§ **EXCERPT**:
[START]
On 27.04.22 17:27, 'James Luck' via Prometheus Users wrote:
>
> # Example for 1 hour lookback
> record: my_rule:rate_1h
> expr: sum(rate(my_large_metric[1h]))
>
> When the underlying metric has many labels and a very high cardinality, the
> cost of re-aggregating the metric becomes significant. I'm trying to offset
> this cost using an approach where I aggregate recording rules of a shorter
> duration over time, e.g:
>
> # Aggregate + rate large metric
> record: my_rule:rate_1h
> expr: sum(rate(my_large_metric[1h]))
> # Combine 1h samples together, avoiding cost of sum()
> record: my_rule:rate_1d
> expr: avg_over_time(my_rule:rate_1h[24h:1h])
>
> Now this leads to inaccuracy between the recording rule values and the
> equivalent rate()-based expression due to the fact that rate will miss
> increases that happen between prior invocations (effectively the problem
> mentioned
> here:
https://stackoverflow.com/questions/70829895/using-sum-over-time-for-a-promql-increase-function-recorded-using-recording-rule).
I would just do `avg_over_time(my_rule:rate_1h[24h]). It will include
many "overlapping" evaluations into the average: Instead of using 24
data points from your recording rule, it will use as many as there are
(depending on your rule evaluation interval). The performance impact
should be manageable, and it avoids the problem of missing increases
in between perfectly spaced ranges. It introduces another error,
though: At the beginning and end of the 24h range, you get fewer
overlapping evaluations, so the first and last 1h of the total range
(which is actually 25h long, if you look at it precisely), is
gradually less weighted than the rest. You can further reduce this
error by having a large delta between the short and the long
range. For example, if you have a 15s scrape interval and rule
evaluation interval, you could record a `my_rule:rate_1m` without
problem. Then the error in `avg_over_time(my_rule:rate_1m[1d])` will
be very small.
Another approach would be to keep the subquery and shorten the inner
range by one evaluation interval. For example, assuming a 1m rule
evaluation interval, you could do
`avg_over_time(my_rule:rate_1h[24h:59m])`. As long as your rule has
always been evaluated at the right point in time, this should be
mathematically precise. However, data points might be missing, or the
evaluation time might have a jitter, and there might even be weird
things happening in the original time series you have calculated
`my_rule:rate_1h` from. So very generally, I'd go with the first
approach as the more robust one.
--
Björn Rabenstein
[PGP-ID] 0x851C3DA17D748D03
[email]
bjo...@rabenste.in
[END]
§ **DATA PROVIDED**:
[START]
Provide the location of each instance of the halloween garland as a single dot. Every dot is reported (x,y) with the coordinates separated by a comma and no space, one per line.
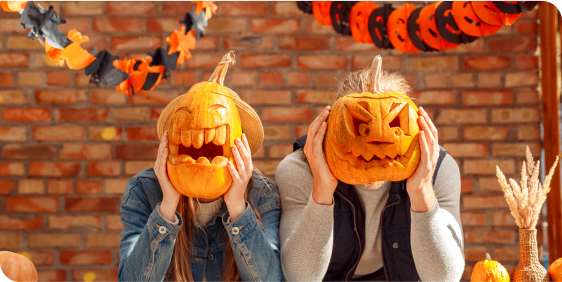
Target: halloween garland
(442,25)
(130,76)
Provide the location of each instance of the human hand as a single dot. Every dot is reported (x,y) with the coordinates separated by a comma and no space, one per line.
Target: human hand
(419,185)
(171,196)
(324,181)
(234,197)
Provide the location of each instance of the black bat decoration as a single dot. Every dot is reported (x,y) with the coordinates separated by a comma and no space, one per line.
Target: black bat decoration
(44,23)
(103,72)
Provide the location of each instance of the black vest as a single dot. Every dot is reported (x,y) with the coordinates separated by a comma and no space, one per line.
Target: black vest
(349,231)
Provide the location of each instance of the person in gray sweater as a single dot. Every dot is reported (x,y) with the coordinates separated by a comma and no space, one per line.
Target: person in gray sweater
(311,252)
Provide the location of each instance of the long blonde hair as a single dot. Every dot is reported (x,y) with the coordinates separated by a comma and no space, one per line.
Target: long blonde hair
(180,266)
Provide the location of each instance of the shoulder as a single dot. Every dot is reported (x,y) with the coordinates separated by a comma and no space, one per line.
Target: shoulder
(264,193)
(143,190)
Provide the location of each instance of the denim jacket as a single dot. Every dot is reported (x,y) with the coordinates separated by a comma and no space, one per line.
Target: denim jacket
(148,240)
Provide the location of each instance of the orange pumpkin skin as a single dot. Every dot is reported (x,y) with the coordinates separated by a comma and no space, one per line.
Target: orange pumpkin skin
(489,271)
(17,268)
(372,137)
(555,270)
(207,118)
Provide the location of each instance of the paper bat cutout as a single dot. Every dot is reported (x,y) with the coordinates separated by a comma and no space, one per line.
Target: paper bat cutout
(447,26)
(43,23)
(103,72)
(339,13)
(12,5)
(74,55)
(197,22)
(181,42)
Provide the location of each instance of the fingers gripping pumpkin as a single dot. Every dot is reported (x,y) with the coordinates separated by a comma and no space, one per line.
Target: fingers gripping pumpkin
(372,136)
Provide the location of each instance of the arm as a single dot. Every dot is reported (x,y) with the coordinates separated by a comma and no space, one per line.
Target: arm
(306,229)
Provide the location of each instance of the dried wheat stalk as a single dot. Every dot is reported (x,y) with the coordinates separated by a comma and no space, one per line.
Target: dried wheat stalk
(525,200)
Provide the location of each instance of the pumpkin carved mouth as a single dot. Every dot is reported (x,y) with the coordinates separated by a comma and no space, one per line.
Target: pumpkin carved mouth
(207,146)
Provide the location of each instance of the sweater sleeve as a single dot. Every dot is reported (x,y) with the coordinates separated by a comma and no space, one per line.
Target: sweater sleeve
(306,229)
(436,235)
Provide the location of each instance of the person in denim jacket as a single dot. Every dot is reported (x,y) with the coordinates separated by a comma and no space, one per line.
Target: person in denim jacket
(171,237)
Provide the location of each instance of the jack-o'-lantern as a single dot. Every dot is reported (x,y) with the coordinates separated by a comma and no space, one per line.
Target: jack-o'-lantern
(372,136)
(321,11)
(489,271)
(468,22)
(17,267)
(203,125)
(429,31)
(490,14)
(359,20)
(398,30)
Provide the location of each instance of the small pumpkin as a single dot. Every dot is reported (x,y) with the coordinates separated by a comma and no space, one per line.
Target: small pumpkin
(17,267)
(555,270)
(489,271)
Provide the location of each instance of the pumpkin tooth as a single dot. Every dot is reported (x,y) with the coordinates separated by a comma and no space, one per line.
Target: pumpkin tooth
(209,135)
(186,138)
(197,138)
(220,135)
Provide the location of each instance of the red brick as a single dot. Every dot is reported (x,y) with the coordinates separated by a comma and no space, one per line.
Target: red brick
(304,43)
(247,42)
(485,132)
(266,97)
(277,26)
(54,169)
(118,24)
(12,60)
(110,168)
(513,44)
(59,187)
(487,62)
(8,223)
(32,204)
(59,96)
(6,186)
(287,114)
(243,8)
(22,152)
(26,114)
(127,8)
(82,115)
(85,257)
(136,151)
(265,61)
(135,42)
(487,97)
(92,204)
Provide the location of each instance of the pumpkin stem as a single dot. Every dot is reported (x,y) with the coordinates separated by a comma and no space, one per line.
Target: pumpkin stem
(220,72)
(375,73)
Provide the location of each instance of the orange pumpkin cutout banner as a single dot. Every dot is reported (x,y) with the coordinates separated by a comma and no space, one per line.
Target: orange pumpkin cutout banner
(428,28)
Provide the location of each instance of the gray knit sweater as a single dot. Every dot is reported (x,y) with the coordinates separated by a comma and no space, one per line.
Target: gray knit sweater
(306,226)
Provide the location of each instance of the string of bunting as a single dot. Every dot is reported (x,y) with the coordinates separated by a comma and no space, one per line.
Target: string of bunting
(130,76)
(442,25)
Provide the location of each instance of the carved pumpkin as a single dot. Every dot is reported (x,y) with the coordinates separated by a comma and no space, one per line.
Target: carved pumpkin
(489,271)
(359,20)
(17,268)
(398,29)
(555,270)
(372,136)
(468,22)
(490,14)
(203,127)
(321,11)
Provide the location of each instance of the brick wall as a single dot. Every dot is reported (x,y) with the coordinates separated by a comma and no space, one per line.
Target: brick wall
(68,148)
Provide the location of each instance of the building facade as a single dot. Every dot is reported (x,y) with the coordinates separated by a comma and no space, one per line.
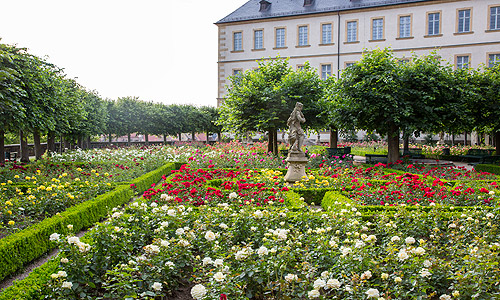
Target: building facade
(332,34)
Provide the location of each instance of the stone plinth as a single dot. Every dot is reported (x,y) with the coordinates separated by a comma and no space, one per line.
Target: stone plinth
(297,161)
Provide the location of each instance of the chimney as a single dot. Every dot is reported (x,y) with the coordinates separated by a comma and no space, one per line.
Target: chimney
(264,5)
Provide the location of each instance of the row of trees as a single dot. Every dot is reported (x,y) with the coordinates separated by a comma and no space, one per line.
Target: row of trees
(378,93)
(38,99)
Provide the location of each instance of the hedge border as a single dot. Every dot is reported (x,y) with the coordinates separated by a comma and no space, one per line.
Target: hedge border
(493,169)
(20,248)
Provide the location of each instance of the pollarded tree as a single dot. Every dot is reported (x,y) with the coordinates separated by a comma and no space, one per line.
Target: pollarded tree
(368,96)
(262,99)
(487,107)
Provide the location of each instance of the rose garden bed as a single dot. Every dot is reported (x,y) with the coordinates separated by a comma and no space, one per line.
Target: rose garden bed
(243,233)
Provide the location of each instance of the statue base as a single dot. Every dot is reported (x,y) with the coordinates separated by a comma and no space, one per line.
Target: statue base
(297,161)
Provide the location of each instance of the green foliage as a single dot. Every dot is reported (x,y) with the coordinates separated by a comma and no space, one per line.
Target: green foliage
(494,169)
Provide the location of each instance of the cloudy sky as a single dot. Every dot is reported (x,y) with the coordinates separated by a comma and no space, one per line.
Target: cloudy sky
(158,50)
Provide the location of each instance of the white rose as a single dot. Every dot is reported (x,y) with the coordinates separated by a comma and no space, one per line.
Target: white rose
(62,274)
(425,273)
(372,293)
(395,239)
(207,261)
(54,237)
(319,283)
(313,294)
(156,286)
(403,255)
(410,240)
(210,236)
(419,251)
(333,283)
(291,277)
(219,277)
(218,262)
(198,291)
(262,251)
[END]
§ **WRITTEN TASKS**:
1. Answer these questions on the recording-rule thread, one per line:
(a) What function does the second example rule use to combine the 1h samples together?
(b) How long is the total range actually, according to the reply, if looked at precisely?
(c) Assuming a 1m rule evaluation interval, what expression does the reply give for keeping the subquery?
2. Write out everything in the recording-rule thread from "Another approach would" down to "more robust one.", keeping every character unchanged.

§ **PROBLEM SOLUTIONS**:
1.
(a) avg_over_time
(b) 25h
(c) avg_over_time(my_rule:rate_1h[24h:59m])

2.
Another approach would be to keep the subquery and shorten the inner
range by one evaluation interval. For example, assuming a 1m rule
evaluation interval, you could do
`avg_over_time(my_rule:rate_1h[24h:59m])`. As long as your rule has
always been evaluated at the right point in time, this should be
mathematically precise. However, data points might be missing, or the
evaluation time might have a jitter, and there might even be weird
things happening in the original time series you have calculated
`my_rule:rate_1h` from. So very generally, I'd go with the first
approach as the more robust one.